Extracted data entries:
◇ ◇ ◇ ◇ ◇ ◇ ◇

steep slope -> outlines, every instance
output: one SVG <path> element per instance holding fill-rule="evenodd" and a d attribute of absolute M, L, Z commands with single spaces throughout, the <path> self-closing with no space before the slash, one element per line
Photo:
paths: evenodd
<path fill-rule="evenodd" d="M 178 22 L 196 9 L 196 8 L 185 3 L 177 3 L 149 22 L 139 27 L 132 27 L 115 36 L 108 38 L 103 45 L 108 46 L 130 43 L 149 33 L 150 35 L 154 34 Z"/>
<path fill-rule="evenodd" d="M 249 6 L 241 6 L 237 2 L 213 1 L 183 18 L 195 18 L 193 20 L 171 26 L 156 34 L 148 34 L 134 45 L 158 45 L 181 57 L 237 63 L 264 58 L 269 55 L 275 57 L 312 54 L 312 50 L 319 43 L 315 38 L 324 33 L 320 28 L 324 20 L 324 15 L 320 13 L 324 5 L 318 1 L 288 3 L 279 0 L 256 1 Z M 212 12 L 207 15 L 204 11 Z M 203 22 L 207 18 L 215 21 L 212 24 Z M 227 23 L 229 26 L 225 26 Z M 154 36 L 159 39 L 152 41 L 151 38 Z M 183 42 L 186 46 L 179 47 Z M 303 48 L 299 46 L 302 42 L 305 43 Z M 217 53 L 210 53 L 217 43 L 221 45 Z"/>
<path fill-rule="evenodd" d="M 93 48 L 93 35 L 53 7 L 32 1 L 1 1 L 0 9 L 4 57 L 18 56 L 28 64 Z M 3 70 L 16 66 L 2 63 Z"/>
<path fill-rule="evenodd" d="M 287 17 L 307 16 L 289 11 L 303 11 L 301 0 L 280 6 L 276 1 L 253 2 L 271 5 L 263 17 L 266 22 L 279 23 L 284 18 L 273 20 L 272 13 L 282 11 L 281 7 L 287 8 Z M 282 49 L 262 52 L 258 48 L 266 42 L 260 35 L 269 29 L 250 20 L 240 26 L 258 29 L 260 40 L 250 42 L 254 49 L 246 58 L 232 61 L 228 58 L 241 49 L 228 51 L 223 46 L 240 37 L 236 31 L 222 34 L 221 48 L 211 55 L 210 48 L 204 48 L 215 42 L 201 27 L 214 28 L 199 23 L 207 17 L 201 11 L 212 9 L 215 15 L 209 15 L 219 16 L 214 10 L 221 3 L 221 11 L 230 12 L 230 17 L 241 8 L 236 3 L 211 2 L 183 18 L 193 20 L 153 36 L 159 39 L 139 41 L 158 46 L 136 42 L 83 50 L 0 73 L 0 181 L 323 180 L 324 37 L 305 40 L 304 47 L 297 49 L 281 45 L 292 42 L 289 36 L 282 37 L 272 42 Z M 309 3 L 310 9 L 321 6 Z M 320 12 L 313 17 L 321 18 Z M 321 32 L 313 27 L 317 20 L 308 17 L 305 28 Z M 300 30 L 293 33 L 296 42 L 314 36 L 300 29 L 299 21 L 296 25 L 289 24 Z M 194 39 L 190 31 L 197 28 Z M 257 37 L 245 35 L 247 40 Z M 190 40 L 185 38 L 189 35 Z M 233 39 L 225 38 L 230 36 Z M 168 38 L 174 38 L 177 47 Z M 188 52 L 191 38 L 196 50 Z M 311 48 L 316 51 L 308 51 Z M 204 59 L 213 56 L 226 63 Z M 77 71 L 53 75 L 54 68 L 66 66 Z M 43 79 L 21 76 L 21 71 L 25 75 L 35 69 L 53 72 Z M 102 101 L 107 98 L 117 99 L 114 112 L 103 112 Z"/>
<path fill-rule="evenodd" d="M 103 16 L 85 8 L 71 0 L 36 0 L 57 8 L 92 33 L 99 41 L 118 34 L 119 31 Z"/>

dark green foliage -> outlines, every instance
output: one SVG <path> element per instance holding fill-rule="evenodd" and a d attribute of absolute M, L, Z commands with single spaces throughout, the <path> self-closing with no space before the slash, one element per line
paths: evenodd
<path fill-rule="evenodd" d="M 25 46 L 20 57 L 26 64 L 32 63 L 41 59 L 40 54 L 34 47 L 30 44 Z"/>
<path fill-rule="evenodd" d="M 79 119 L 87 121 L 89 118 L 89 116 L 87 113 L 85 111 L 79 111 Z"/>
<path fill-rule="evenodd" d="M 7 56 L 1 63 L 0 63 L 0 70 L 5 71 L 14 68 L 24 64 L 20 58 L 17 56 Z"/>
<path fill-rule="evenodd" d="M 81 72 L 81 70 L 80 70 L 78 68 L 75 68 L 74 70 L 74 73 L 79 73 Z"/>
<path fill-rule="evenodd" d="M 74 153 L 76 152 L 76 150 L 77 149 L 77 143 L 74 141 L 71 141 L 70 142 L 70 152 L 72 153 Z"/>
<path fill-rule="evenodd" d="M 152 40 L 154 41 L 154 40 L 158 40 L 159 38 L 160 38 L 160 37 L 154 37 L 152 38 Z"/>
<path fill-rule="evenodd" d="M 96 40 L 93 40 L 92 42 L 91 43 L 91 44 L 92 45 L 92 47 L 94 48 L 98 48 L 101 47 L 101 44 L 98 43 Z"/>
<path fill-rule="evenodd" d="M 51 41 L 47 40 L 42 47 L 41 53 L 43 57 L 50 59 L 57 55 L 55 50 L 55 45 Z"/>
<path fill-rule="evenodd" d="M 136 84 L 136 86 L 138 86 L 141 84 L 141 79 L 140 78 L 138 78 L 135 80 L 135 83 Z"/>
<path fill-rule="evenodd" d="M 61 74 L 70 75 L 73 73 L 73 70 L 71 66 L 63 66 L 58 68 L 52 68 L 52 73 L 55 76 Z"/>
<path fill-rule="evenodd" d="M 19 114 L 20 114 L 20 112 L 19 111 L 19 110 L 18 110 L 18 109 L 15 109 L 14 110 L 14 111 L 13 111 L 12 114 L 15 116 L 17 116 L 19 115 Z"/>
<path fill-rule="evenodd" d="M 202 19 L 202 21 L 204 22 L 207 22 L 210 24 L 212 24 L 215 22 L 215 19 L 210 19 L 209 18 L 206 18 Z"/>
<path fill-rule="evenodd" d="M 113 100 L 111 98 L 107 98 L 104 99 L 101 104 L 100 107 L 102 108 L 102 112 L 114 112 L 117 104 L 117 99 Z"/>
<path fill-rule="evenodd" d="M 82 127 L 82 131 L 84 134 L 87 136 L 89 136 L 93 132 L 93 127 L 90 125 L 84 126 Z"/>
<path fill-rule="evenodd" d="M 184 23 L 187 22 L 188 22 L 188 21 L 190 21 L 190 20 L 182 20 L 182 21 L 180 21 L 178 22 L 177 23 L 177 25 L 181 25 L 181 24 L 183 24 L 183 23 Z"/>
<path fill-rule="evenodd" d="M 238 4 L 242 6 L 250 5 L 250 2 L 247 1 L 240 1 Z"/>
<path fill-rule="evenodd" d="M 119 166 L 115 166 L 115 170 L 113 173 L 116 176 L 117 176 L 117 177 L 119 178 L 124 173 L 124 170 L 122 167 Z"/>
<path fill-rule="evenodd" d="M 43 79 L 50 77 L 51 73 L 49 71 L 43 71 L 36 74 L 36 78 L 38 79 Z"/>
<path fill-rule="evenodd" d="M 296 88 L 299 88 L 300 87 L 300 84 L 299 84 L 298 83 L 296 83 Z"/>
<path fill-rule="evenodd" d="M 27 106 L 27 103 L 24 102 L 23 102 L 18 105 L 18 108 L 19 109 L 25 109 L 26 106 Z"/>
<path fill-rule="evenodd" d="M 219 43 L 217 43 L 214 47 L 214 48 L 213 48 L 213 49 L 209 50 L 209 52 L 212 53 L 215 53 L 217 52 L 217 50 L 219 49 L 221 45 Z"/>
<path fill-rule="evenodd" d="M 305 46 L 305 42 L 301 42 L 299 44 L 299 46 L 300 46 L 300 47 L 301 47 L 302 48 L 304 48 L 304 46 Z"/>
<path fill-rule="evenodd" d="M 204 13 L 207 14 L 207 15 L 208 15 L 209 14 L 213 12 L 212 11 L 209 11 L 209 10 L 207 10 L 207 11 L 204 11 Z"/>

◇ ◇ ◇ ◇ ◇ ◇ ◇

- EXERCISE GOAL
Copy the listing again from its first line down to and including the line with "93 48 L 93 35", substituting "rocky hillside" for "steep slope" and keeping everything else the same.

- TASK RESULT
rocky hillside -> outlines, every instance
output: one SVG <path> element per instance holding fill-rule="evenodd" and a d attribute of absolute M, L, Z commands with single spaces throughout, the <path> self-closing with no space before the slash, one element per line
Photo:
paths: evenodd
<path fill-rule="evenodd" d="M 178 22 L 196 9 L 196 8 L 185 3 L 177 3 L 149 22 L 139 27 L 132 27 L 115 36 L 108 38 L 103 45 L 108 46 L 130 43 L 149 33 L 150 35 L 154 34 Z"/>
<path fill-rule="evenodd" d="M 249 6 L 241 6 L 237 2 L 213 1 L 183 18 L 195 18 L 193 20 L 171 26 L 156 34 L 148 34 L 134 45 L 158 45 L 181 57 L 237 63 L 264 58 L 269 55 L 275 57 L 312 54 L 312 50 L 319 43 L 315 38 L 324 33 L 320 28 L 324 20 L 324 15 L 320 13 L 324 5 L 318 1 L 288 3 L 279 0 L 256 1 Z M 212 12 L 207 15 L 204 11 Z M 203 22 L 207 18 L 215 21 L 212 24 Z M 227 23 L 229 26 L 225 26 Z M 154 36 L 159 39 L 152 41 L 151 38 Z M 183 42 L 186 46 L 179 47 Z M 303 48 L 299 46 L 302 42 L 305 43 Z M 217 53 L 210 53 L 217 43 L 221 45 Z"/>
<path fill-rule="evenodd" d="M 93 48 L 93 35 L 53 7 L 32 1 L 1 1 L 0 9 L 4 57 L 18 56 L 28 64 Z M 3 70 L 16 66 L 2 63 Z"/>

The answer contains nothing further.